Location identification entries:

— START —

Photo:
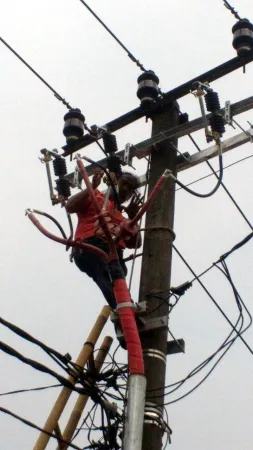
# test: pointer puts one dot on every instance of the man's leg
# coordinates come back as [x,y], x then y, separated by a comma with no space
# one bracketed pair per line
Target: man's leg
[95,267]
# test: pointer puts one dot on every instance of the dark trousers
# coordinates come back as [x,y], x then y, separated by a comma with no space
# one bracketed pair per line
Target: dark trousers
[96,268]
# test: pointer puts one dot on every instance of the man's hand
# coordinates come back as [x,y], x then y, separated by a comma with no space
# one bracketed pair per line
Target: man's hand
[134,206]
[97,177]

— END —

Exercise task >>
Transcribe the listing in full and omit the pictures.

Answer to this task >>
Photo:
# test: pointer puts one dot on every instance of the man's leg
# coordinates come back as [x,y], x then y, separated by a comma with no space
# one bracketed pair per line
Target: man's leg
[95,267]
# test: pointer puts one dot on every instance of the dark trousers
# coordinates come back as [x,y], x then y, separated by a comma with no space
# one bracketed pair per line
Target: dark trousers
[96,268]
# test: pointer puts one dot on every instance of the man's hand
# coordinates come back as [x,y], x then y, separated by a comma with no space
# one bracketed pair per line
Target: man's hand
[134,206]
[97,177]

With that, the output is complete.